Required action A: In the passage on drug susceptibility in T. cruzi strains, how large a range of susceptibility did parasite strains show to nifurtimox?
Required action B: Continue the passage on drug susceptibility in T. cruzi strains, starting after its last sentence.

Extract to read:
____
There have been multiple reports of wide divergence in the drug susceptibility of different T. cruzi strains. In a survey which encompassed representatives of DTUs I–VI, significant differences in benznidazole sensitivity were identified, but there was no correlation with parasite lineage (Villarreal et al. Reference Villarreal, Barnabé, Sereno and Tibayrenc2004). These results were consistent with data obtained from a panel of 28 parasite isolates from Colombia, where in vitro EC50 values against benznidazole ranged from 1 to 35 µ m (Mejia et al. Reference Mejia, Hall, Taylor, Gómez-Palacio, Wilkinson, Triana-Chávez and Kelly2012). Again, there was no obvious correlation between sensitivity and lineage (the panel contained DTU I and II strains), or with the biological origin of the parasites, either insect vector, small mammal or human. This extensive natural variation in benznidazole sensitivity was independent of TcNTR-1 sequence, implying that it must be associated with additional factors. In another report, parasites belonging to each of the DTUs were tested in vitro against several nitroheterocylic drugs and other lead compounds (Moraes et al. Reference Moraes, Giardini, Kim, Franco, Araujo-Junior, Schenkman, Chatelain and Freitas-Junior2014). Although parasite strains exhibited a range of susceptibilities to individual drugs (e.g. up to 8-fold in the case of nifurtimox), there was no evidence that any of the lineages were intrinsically more resistant to drugs in general. In vivo studies have been inconsistent in terms of linking drug susceptibility to parasite lineage. For example, while Toledo et al. (Reference Toledo, Bahia, Carneiro, Martins-Filho, Tibayrenc, Barnabé, Tafuri and de Lana2003) found that TcI-infected mice were less frequently cured by benznidazole or itraconazole than TcII- or TcV-infected mice, they also observed extensive heterogeneity in drug sensitivity between strains within these lineages. Similar intra-lineage variations were also reported when the curative potential of benznidazole was assessed with a number of Brazilian strains (Teston et al. Reference Teston, Monteiro, Reis, Bossolani, Gomes, de Araújo, Bahia, Barbosa and Toledo2013). In a study with the other front line drug nifurtimox, no association was found between therapeutic effectiveness and parasite lineage (Oliveira et al. Reference Oliveira, Branquinho, Alessio, Mello, Nogueira-de-Paiva, Carneiro, Toledo, Reis, Martins-Filho and Lana2017).
____
(Source records)

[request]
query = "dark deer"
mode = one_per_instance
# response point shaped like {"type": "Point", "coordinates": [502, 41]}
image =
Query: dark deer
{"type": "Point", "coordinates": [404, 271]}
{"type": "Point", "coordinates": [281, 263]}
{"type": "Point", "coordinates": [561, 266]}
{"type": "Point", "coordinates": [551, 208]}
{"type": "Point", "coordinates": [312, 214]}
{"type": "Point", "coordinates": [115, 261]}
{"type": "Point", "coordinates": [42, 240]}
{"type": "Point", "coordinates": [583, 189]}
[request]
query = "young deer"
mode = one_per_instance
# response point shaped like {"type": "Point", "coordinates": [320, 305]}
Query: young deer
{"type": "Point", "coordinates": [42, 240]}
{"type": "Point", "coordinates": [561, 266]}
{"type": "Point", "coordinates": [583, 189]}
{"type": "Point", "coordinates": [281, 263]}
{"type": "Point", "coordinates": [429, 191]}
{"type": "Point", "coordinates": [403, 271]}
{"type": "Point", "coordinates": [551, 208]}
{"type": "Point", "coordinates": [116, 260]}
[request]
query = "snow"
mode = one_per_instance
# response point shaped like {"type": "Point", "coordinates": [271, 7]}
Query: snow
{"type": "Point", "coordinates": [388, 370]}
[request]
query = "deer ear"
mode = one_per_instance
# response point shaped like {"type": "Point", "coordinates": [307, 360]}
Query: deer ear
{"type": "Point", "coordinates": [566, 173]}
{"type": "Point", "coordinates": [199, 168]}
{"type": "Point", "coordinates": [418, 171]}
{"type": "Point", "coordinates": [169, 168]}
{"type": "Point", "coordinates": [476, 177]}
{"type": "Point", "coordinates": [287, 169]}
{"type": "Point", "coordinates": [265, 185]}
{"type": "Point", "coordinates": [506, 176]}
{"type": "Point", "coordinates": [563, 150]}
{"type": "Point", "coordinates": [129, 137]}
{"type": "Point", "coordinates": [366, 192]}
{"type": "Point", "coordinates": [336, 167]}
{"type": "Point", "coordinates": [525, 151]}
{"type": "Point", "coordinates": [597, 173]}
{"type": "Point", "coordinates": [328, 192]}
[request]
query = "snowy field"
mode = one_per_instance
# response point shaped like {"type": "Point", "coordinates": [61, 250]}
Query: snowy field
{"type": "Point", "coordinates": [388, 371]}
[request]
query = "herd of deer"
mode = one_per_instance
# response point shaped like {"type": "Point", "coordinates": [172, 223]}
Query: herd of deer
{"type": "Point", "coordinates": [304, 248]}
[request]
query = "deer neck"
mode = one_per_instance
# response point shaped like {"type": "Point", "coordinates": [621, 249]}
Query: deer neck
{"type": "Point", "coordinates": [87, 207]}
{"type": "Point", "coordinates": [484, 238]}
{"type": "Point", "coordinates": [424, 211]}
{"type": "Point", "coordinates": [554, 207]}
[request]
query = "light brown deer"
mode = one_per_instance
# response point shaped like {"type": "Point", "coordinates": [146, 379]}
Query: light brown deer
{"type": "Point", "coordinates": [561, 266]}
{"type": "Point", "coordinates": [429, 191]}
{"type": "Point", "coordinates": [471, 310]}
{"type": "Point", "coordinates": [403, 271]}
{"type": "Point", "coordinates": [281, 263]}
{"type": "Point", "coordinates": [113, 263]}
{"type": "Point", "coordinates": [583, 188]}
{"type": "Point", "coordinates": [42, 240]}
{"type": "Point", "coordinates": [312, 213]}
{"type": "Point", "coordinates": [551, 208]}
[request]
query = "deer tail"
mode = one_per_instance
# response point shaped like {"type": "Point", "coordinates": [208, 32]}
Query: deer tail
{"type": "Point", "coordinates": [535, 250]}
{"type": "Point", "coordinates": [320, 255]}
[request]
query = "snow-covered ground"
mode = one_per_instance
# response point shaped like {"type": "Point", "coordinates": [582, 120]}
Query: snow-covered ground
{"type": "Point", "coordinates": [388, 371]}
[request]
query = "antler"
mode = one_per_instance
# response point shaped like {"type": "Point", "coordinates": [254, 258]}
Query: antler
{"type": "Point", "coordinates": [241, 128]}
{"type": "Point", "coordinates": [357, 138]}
____
Answer A: Up to 8-fold.

Answer B:
In summary, although natural T. cruzi isolates can display large variations in drug susceptibility, there is little evidence to link this with their taxonomic designation at the DTU level. As a general observation, intra-lineage differences seem to be as extensive as those between lineages. This highlights that assessment of the ability of lead compounds to display in vivo activity against a wide panel of isolates, reflecting the diverse phylogeny and geographical range of T. cruzi, must be considered an integral step in the drug development pathway. The importance of this is emphasized further by the commonality of mixed infections (Bontempi et al. Reference Bontempi, Bizai, Ortiz, Manattini, Fabbro, Solari and Diez2016).

ARE ALL PARASITE LIFE-CYCLE STAGES EQUALLY SUSCEPTIBLE TO CHEMOTHERAPY?

From the drug development perspective, there are a number of important questions relating to the T. cruzi life-cycle that need to be addressed: (i) Is it necessary to kill all developmental forms to produce a curative outcome? (ii) Are all developmental forms equally susceptible to trypanocidal compounds? (iii) Is there a point in the life-cycle during chronic stage infections where the parasites enter a biochemically quiescent or dormant phase? The T. cruzi life-cycle involves a series of differentiation steps, in which the parasite passes through both replicative and non-replicative stages. In the classical text-book version of the mammalian life-cycle, which has been established for more than a century, insect-transmitted non-replicating metacyclic trypomastigotes invade host cells, differentiate into small round-shaped, non-flagellated intracellular amastigotes, and then divide by binary fission in the cytosol. When they reach a threshold level, which may be several hundred per infected cell, they differentiate into non-dividing flagellated trypomastigotes, which are released following lysis of the host cell. The trypomastigotes can then re-invade other cells, or be taken up in a bloodmeal by a feeding triatomine bug.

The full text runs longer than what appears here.